_WHAT IS ASKED_:
Can you rewrite these records with "beige" changed to "white" throughout and every other character left as it is?

Collection entries
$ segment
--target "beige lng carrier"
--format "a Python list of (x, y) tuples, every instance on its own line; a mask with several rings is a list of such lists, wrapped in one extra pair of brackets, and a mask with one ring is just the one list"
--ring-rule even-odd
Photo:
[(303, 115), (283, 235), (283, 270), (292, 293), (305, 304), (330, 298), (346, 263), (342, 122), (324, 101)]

_RESULT FOR THIS TASK_:
$ segment
--target "white lng carrier"
--format "a Python list of (x, y) tuples, every instance on its own line; a mask with several rings is a list of such lists, wrapped in one extra pair of brackets, and a mask with one ring is just the one list"
--ring-rule even-odd
Photo:
[(303, 115), (283, 235), (283, 270), (292, 293), (305, 304), (330, 298), (346, 263), (342, 122), (324, 101)]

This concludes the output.